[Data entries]
— START —
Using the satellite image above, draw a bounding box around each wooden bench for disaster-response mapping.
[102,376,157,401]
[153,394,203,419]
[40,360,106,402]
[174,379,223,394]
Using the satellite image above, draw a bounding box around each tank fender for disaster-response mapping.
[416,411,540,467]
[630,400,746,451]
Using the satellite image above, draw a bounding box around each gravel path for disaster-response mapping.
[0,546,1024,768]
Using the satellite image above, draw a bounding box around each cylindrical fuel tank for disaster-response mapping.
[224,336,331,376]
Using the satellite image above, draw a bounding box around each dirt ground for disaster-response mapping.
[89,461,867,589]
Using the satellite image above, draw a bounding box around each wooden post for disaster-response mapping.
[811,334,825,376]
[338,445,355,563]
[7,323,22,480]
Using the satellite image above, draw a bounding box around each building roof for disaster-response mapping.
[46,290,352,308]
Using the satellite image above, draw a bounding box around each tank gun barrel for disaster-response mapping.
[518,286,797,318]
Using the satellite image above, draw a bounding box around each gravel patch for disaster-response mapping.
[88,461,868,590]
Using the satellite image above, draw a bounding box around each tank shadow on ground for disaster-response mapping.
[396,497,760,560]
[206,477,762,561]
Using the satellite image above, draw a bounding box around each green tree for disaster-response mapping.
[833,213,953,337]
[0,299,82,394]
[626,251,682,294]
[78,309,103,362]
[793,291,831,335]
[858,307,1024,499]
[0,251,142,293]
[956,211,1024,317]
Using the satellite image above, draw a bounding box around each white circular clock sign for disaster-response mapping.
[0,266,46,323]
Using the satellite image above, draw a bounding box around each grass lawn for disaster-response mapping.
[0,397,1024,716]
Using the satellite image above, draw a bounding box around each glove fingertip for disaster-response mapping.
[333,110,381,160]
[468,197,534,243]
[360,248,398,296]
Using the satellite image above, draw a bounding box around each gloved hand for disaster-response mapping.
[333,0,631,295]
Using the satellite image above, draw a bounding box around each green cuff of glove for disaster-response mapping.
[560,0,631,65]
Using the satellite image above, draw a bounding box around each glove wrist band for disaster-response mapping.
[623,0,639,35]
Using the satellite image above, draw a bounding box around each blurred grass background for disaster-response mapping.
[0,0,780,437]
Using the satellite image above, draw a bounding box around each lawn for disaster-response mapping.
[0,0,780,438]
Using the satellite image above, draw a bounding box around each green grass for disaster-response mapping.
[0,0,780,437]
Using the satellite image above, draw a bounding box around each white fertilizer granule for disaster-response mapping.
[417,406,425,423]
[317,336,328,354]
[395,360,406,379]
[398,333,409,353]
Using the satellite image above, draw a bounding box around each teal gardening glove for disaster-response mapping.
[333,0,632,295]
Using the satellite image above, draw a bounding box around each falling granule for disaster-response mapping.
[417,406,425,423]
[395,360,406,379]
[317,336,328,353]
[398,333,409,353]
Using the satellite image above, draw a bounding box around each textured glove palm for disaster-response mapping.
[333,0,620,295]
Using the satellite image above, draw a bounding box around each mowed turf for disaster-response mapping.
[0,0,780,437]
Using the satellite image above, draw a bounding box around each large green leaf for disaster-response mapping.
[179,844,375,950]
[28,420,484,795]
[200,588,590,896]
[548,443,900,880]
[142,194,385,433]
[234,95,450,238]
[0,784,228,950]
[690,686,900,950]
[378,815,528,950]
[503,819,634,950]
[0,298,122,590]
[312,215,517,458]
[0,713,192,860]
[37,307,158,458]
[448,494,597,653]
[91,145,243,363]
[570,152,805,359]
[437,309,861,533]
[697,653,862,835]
— END —
Edit everything in the listing from the line containing "on ground for disaster-response mapping." down to the line containing "[333,0,632,295]", changing "bounding box" to "rectangle" and leaving the rest as it stands.

Using the satellite image above, draw a rectangle around each tank shadow on ground for disaster-response mapping.
[396,497,760,560]
[206,477,762,561]
Using the satellite image above, draw a rectangle around each green tree for disaster-response mapping.
[833,213,953,337]
[0,299,82,394]
[626,251,682,294]
[78,309,103,362]
[793,291,831,335]
[858,307,1024,499]
[0,251,142,293]
[956,211,1024,317]
Using the satellite image above, draw a rectangle around each white circular clock sign for disaster-response mapping.
[0,266,46,323]
Using the satellite image above, draw a rectangle around each grass lawn for disaster-response mapping.
[0,397,1024,716]
Using the satellite image above, draw a rectangle around each glove fingertip for disaster-response mapping.
[333,110,381,160]
[468,197,534,243]
[360,248,398,296]
Using the satellite image above, draw a rectangle around each gloved hand for disaster-response mapping.
[333,0,631,295]
Using the satellite image above, draw a rectangle around each green cuff of glove for disaster-response mapping.
[560,0,631,65]
Using the satellite image above, draw a rectangle around each glove wrist band for disaster-response mapping.
[623,0,639,35]
Using the satellite image above, draw a rectangle around each blurred grass background for disaster-response mapping.
[0,0,780,437]
Using the satellite image above, draw a rectangle around each lawn for disaster-response mapping.
[0,0,780,438]
Using the satellite image above, draw a rectangle around each green grass for disaster-response mapping.
[0,0,780,437]
Using the satellite image above, draw a rectangle around each white fertilizer granule for disaster-response mapping.
[417,406,425,423]
[317,336,328,354]
[395,360,406,379]
[398,333,409,353]
Using the satellite image above, draw a rectangle around each teal gardening glove for disaster-response mapping.
[333,0,632,295]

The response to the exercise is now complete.